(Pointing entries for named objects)
— Start —
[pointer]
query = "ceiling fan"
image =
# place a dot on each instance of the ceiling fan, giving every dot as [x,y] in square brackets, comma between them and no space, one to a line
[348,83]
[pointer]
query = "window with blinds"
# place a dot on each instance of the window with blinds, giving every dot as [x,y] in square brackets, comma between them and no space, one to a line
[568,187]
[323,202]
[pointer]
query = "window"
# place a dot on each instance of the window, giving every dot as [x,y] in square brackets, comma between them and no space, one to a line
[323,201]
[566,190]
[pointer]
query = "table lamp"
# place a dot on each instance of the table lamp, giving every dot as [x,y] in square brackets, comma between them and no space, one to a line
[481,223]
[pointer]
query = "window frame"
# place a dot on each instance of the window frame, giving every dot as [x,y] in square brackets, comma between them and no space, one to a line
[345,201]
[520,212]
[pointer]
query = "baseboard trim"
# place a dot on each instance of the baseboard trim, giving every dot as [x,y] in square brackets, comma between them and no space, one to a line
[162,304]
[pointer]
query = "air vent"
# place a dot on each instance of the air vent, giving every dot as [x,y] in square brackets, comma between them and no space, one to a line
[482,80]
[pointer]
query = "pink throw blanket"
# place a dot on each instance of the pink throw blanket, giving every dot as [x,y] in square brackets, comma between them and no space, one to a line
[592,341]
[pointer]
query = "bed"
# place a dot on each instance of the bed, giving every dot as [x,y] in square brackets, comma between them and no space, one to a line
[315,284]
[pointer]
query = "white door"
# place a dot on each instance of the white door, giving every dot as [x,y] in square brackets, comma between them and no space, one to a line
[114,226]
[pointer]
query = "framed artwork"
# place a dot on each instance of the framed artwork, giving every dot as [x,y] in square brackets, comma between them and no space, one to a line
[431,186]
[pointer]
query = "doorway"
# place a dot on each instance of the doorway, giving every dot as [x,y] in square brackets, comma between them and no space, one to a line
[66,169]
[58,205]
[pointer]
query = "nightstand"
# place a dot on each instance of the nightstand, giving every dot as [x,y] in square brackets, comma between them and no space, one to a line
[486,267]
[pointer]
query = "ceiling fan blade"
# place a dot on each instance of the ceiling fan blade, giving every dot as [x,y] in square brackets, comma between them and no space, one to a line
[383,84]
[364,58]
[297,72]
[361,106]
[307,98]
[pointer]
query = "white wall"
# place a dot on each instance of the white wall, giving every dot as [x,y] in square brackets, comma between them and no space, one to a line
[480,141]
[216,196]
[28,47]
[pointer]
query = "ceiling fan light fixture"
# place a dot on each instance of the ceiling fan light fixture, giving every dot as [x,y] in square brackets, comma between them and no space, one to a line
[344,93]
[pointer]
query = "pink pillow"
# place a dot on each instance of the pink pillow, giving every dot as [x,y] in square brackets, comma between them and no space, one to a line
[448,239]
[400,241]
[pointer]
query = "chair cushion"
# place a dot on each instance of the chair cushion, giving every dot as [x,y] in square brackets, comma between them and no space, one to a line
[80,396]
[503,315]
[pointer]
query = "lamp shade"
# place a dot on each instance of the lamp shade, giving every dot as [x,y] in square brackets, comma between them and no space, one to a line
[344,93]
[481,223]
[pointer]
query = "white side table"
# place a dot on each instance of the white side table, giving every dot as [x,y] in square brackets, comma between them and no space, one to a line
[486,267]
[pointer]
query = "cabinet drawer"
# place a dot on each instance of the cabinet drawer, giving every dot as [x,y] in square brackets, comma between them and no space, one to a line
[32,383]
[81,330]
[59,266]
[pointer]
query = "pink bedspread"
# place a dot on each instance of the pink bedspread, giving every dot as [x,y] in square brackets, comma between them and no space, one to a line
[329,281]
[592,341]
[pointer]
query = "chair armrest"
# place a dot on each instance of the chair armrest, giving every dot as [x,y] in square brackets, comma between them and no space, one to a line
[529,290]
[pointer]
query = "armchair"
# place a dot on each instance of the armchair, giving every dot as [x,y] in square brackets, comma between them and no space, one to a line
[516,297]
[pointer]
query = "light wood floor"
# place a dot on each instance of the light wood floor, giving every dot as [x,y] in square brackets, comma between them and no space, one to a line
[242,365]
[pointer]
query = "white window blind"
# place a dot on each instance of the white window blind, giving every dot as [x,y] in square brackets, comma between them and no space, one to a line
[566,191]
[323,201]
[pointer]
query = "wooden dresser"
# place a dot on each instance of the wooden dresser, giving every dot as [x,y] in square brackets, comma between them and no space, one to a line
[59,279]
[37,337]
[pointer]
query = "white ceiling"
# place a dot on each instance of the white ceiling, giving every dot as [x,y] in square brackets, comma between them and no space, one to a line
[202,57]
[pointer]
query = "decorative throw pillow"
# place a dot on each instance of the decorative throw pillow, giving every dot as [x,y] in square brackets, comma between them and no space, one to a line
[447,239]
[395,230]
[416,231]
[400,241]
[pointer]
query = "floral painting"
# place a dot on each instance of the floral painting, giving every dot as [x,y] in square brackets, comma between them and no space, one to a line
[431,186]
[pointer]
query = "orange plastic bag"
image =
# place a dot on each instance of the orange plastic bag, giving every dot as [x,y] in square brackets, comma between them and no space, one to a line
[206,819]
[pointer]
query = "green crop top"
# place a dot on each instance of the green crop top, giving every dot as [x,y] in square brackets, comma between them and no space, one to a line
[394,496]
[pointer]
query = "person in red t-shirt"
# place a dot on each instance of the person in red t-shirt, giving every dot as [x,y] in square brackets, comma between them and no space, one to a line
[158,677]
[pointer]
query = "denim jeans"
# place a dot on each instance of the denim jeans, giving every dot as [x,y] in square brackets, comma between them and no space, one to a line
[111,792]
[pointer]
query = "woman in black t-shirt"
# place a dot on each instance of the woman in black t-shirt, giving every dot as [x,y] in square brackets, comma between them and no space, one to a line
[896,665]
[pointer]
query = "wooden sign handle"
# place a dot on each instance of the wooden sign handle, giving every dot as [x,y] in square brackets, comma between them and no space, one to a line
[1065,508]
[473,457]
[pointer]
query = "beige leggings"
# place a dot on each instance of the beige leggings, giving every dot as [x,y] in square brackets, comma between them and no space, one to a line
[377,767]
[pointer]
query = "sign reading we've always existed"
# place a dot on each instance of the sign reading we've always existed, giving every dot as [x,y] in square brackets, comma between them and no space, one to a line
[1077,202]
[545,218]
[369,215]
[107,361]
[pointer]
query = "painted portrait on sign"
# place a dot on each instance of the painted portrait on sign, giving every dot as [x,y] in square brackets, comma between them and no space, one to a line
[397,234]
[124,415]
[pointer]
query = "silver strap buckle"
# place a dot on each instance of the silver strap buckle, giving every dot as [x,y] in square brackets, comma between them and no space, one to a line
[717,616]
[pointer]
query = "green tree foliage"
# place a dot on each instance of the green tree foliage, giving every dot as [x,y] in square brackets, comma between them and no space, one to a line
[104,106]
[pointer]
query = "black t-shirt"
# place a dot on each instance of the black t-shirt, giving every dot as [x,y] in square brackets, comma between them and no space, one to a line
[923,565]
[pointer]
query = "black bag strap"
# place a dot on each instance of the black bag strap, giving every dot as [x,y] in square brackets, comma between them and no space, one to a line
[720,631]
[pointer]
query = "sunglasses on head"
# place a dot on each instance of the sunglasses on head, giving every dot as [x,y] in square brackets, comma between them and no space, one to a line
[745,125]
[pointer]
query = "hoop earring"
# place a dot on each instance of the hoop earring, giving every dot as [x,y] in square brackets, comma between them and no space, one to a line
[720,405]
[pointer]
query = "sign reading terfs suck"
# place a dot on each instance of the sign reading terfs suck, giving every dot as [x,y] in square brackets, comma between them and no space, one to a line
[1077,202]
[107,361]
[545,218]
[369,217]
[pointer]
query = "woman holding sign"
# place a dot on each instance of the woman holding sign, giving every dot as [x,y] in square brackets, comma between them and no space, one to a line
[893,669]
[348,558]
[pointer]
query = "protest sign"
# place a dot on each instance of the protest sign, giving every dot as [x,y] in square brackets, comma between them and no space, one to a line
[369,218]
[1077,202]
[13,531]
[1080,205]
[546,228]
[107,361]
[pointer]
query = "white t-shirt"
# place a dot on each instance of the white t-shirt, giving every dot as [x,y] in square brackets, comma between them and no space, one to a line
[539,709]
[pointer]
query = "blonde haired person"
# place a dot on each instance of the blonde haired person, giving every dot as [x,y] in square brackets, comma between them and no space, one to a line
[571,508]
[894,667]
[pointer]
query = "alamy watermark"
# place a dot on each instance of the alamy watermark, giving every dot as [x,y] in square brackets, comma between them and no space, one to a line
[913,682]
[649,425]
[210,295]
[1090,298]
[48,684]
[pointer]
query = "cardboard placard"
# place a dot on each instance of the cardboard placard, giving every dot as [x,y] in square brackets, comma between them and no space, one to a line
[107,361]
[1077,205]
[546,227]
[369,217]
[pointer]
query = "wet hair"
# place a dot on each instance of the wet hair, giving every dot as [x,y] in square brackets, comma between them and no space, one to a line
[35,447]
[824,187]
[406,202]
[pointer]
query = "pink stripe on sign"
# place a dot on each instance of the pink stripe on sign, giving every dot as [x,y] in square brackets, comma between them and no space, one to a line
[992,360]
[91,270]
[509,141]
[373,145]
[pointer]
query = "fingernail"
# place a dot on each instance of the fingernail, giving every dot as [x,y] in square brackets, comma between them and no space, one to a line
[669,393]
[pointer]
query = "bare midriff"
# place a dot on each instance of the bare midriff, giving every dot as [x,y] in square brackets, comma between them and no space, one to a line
— End —
* [Given task] Report every line of the material above that contains the word "stripe", treating uppercase and lowercase as different.

* [Written solution]
query = "pink stripe on sign"
# place a dot on each instance of the pink stripe on sign, giving every dot as [x,y] in square brackets, comma between them and no space, one to a line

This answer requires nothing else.